Methods: We sought to characterize the cardiovascular and neurologic manifestations, in patients with Covid‐19. Special attention was given to initial signs and symptoms in order to facilitate early diagnosis and therapy. Indications of ECMO membrane oxygenation for cardio-respiratory support are evaluated, mathematical models for control pandemic spreading are described.

Results: Early neuro-sensorial symptoms like anosmia and dysgeusia are useful for diagnostic, patient’s isolation, and treatment. Angiohematologic acro-ischemia syndrome and dermatological signs are mostly related with immune dysregulation, neoangiogenesis, vasculitis, and vessel thrombosis resulting from “cytokine storm syndrome”. Acro-ischemia syndrome allows diagnosis and early treatment of disseminated intravascular coagulation, with mortality risks for children and adults.

Conclusion: Covid-19 is a prothrombotic disease with a unique global lethality. Strong inflammatory response to viral infection severely affects cardiovascular, and neurologic systems, as well as respiratory, immune and hematologic systems. Fast identification of acro-ischemia syndrome permits the care of disseminated intravascular coagulation complications. Early symptoms like gustatory and olfactory loss are useful for Covid diagnostic. Mathematical models play a significant role in the understanding of COVID‐19 transmission mechanisms, structures, and features. It should be of interest for policymakers and for explaining recurrent epidemic outbreaks.

Abbreviations: COVID : Corona Virus Disease; SARS CoV : Severe Acute Respiratory Syndrome Coronavirus; ECMO: Extra Corporeal Membrane Oxygenation; ACE: Angiotensin Converting Enzyme; RT-PCR : Real Time - Polymerase Chain Reaction; PEEP: Positive End- Expiratory Pressure; ARDS: Acute Respiratory Distress Syndrome; HFNC: High Flow Nasal Cannula; NIV: Non-Invasive Ventilation; L/min: Liter per Minute; HEPA: High Efficiency Particulate filter; CMR: Cardiac Magnetic Resonance; DVT: Deep Venous Thrombosis; MERS-CoV: Middle East Respiratory Syndrome Coronavirus; D-DIMER: Fibrin Degradation Product; ICU: Intensive Care Unit; DIC: Disseminated Intravascular Coagulation; CNS: Central Nervous System; CT: Computed Tomography; LU: Lung Ultrasound; SEIR Epidemiology model: Susceptible-Exposed-Infectious- Recovered

Keywords: Covid-19 pandemic, Cardio-vascular & Neuro-sensorial impact, Acro-ischemia Syndrome, Disseminated intravascular coagulation, Anosmia, Dysgeusia, Cytokine storm syndrome, Ecmo membrane oxygenation, Synchrotron radiation diffraction


COVID-19 caused by coronavirus 2 (SARS-CoV-2) has been declared a pandemic by the World Health Organization on March 11, 2020 [1]. After 3 months of critical clinical situation in Western Europe, the number of Covid cases, severity and mortality rates showed optimistic parameters. However, progressively coronavirus returns to Europe in September 2020 (Figure 1). As of 4 November 2020, COVID-19 has led to over 47.8 million confirmed infections and 1,220,224 deaths from coronavirus disease‐2019 worldwide. Like most infections caused by members of the coronavirus family, SARS‐CoV‐2 manifests itself with upper respiratory tract infections and flu‐like symptoms of varying severity. However, Covid‐19 is unique in its ability to cause a multi‐organ disease, with involvement of the cardiovascular and nervous systems. Coronavirus can send the body’s immune system into cataclysmic overdrive, and cause blood thrombosis that impede circulation to lungs, heart, brain, or limbs [2-4].

Stored items
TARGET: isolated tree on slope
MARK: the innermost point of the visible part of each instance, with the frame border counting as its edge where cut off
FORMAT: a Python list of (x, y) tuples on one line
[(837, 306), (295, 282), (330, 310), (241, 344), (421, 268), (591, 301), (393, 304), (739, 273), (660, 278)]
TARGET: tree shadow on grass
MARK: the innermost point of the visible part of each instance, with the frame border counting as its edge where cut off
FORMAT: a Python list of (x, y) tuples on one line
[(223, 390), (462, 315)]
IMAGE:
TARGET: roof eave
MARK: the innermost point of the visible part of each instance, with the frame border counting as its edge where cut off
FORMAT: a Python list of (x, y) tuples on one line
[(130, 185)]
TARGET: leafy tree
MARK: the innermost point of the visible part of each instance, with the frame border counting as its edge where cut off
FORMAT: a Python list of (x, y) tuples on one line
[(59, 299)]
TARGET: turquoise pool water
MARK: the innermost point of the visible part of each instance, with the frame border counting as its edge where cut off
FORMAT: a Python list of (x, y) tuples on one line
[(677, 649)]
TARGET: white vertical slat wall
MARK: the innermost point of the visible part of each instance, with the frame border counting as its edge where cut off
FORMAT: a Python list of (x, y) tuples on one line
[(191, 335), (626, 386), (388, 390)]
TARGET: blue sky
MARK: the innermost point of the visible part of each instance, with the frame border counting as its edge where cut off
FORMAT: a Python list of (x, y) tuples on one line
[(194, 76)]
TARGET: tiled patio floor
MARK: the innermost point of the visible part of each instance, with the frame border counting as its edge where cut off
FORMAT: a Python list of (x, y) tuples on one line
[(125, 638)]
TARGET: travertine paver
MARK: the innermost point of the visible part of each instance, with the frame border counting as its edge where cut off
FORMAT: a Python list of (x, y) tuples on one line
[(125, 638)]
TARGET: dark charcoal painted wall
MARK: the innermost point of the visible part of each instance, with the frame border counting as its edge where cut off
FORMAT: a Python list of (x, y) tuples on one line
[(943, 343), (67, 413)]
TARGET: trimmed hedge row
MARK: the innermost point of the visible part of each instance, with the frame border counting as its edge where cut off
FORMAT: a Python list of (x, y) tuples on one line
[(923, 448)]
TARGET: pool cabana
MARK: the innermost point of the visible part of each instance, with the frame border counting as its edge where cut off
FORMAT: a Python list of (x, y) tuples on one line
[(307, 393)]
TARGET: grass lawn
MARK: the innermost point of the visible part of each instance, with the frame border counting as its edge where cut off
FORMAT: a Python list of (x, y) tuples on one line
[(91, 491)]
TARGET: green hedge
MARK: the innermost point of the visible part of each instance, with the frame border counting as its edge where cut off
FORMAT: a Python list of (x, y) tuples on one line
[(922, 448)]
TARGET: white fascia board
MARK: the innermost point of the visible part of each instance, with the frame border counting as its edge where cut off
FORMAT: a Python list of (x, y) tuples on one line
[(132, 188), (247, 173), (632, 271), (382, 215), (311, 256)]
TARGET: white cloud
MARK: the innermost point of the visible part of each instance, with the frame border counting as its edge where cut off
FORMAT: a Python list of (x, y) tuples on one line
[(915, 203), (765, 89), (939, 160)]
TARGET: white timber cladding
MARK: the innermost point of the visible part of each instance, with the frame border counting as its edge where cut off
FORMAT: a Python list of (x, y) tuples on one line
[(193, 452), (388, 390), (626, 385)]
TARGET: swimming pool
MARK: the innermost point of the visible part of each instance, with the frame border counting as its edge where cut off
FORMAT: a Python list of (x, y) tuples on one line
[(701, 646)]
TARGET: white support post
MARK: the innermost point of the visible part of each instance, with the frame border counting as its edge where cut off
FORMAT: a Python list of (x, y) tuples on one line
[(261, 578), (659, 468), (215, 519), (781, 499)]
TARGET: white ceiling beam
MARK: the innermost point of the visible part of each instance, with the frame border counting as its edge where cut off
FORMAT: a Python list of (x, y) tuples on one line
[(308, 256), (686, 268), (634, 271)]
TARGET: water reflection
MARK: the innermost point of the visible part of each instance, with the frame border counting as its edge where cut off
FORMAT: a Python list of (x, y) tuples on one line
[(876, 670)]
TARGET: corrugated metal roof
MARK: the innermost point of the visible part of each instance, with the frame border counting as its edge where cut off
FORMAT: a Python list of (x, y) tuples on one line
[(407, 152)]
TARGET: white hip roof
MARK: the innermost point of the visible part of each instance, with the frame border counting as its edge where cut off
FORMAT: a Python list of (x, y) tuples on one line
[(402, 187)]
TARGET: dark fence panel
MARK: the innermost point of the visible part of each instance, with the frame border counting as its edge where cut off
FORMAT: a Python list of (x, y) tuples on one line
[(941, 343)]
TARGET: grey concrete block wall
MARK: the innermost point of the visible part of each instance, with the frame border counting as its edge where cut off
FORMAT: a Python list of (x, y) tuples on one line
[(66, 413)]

What this exercise asks:
a. Answer these questions from the Covid-19 text:
(i) On what date did the World Health Organization declare COVID-19 a pandemic?
(ii) Which two early neuro-sensorial symptoms does the Results section name?
(iii) What does the abbreviation ECMO stand for?
b. Duplicate the passage of the Covid-19 text that begins at the words "Methods: We sought" and stops after "children and adults.".

Task-by-task outputs:
a.
(i) March 11, 2020
(ii) Anosmia and dysgeusia
(iii) Extra Corporeal Membrane Oxygenation

b.
Methods: We sought to characterize the cardiovascular and neurologic manifestations, in patients with Covid‐19. Special attention was given to initial signs and symptoms in order to facilitate early diagnosis and therapy. Indications of ECMO membrane oxygenation for cardio-respiratory support are evaluated, mathematical models for control pandemic spreading are described.

Results: Early neuro-sensorial symptoms like anosmia and dysgeusia are useful for diagnostic, patient’s isolation, and treatment. Angiohematologic acro-ischemia syndrome and dermatological signs are mostly related with immune dysregulation, neoangiogenesis, vasculitis, and vessel thrombosis resulting from “cytokine storm syndrome”. Acro-ischemia syndrome allows diagnosis and early treatment of disseminated intravascular coagulation, with mortality risks for children and adults.